WORK TASK | In the entries below, which lines run from the one containing "of the race" to the one containing "the man leaning"? Copy exactly those lines, ends included, and no others.

*** Opening LISTED RECORDS ***

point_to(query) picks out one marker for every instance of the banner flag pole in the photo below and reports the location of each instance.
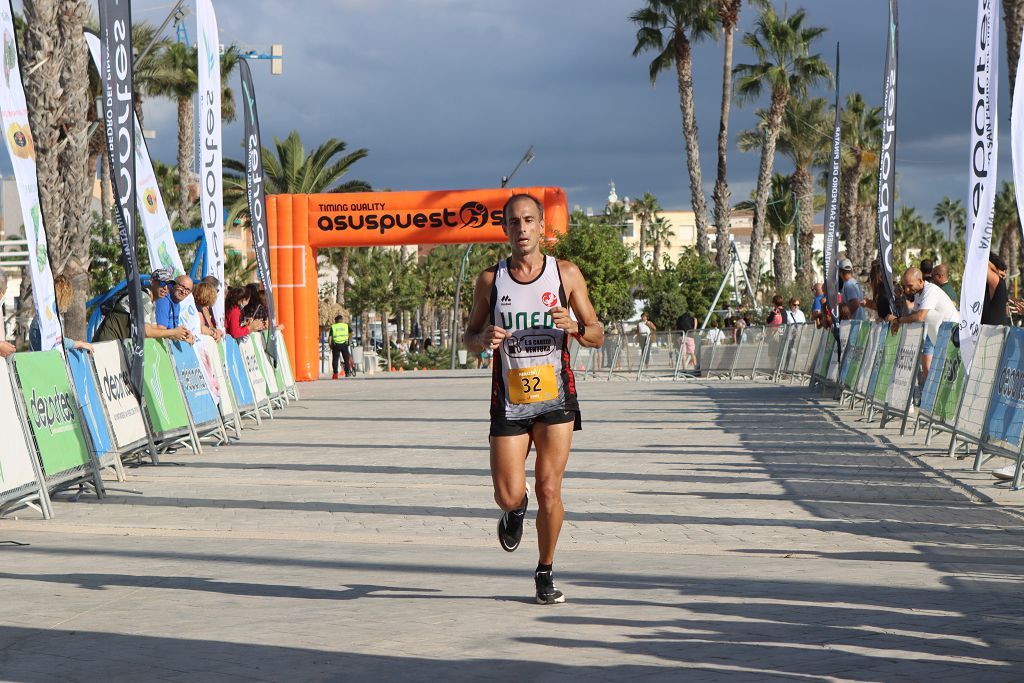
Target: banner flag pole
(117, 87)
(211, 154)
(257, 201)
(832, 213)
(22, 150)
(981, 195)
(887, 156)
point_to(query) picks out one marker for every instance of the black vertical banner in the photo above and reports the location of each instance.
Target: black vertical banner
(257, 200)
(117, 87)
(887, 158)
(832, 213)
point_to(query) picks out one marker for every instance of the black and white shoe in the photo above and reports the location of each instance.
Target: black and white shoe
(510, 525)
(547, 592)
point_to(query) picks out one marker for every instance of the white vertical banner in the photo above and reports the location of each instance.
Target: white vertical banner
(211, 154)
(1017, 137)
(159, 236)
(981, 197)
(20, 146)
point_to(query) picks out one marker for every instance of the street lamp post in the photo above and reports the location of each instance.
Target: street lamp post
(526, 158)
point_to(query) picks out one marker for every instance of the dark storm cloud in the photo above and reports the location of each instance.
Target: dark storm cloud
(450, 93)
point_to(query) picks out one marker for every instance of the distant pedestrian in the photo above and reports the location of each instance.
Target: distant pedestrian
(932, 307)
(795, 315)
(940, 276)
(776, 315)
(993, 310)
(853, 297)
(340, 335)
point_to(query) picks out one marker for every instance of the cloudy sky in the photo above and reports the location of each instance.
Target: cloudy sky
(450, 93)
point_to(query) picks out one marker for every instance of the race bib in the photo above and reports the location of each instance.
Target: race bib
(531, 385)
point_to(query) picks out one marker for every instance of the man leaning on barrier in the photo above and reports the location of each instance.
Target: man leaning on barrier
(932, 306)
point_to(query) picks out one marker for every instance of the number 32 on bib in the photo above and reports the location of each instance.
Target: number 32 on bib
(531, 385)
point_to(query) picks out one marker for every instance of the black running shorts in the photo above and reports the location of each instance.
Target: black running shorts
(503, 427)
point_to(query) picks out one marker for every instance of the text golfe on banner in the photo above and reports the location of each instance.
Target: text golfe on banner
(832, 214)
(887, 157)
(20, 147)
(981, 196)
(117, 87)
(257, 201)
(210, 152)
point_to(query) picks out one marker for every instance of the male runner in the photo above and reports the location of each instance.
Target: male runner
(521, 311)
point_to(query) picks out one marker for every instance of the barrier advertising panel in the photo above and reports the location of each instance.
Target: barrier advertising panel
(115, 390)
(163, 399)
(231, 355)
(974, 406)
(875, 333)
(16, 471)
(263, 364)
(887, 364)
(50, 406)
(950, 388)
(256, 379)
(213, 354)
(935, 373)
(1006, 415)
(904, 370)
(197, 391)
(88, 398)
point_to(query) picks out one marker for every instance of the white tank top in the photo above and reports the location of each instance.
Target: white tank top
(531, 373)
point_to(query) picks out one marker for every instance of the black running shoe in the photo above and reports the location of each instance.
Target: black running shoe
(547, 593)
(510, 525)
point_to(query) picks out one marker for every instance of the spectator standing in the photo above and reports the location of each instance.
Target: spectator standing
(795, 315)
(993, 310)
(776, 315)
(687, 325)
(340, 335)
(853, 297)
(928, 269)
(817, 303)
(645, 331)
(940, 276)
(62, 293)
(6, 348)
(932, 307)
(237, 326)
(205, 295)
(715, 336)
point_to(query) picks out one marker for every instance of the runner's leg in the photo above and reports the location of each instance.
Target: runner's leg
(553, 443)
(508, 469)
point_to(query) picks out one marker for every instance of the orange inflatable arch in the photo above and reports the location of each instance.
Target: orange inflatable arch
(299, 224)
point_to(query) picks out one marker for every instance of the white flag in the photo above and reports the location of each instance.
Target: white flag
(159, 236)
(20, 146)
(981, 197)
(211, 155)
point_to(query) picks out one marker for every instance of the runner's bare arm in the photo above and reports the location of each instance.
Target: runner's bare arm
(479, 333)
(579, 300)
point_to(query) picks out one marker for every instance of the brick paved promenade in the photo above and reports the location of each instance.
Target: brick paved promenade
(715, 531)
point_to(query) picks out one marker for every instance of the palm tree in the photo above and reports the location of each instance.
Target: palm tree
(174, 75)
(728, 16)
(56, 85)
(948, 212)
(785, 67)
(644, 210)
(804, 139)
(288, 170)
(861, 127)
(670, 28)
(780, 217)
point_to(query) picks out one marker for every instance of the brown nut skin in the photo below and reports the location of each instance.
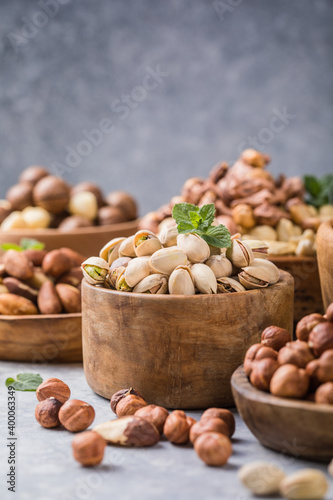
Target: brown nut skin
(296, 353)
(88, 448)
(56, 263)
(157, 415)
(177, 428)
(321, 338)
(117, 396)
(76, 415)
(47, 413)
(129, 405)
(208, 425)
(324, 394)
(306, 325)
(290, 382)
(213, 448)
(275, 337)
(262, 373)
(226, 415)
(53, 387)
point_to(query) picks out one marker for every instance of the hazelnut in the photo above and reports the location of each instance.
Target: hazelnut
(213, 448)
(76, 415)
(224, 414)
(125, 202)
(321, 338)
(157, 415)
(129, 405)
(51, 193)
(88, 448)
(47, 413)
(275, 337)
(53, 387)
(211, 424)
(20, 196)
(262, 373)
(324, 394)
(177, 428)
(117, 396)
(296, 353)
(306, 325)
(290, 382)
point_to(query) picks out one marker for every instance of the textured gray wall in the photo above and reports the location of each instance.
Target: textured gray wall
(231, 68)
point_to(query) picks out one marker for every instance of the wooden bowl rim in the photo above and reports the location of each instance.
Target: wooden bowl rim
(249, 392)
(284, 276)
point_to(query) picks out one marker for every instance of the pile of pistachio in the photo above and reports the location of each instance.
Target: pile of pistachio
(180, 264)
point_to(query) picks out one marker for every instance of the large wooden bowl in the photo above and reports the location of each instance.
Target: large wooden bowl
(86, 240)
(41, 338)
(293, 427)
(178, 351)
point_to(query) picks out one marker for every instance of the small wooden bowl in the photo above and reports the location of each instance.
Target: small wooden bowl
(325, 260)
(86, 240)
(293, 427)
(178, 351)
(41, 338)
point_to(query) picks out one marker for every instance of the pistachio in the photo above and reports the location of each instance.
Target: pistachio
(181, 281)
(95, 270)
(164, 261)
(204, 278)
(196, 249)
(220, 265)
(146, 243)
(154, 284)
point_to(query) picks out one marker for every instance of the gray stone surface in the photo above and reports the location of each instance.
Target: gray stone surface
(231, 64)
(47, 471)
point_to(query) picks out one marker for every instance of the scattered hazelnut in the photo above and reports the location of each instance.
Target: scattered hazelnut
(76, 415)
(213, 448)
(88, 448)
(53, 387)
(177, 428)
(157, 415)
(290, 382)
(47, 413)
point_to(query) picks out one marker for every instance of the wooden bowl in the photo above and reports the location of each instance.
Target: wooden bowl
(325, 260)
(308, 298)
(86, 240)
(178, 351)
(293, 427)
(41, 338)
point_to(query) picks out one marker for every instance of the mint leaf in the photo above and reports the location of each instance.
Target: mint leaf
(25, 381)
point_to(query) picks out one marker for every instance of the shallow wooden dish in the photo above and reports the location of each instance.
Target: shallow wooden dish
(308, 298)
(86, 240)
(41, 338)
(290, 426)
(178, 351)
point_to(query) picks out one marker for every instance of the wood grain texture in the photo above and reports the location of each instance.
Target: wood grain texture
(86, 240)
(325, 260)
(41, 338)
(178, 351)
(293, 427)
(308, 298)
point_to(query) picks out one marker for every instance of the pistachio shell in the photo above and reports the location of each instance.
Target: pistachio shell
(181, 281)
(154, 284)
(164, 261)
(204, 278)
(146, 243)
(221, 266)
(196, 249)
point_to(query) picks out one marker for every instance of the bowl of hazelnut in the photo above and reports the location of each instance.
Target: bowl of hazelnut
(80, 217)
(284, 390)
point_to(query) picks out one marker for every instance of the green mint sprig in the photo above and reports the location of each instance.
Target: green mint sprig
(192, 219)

*** Closing LISTED RECORDS ***

TASK OUTPUT |
point_to(query) picks out one marker for every instance of the race bib in the photo above and reports the location of each instance.
Target: race bib
(531, 385)
point_to(query) picks out one marker for every instance of the man leaning on barrier in the photo above and reports the location of each instance.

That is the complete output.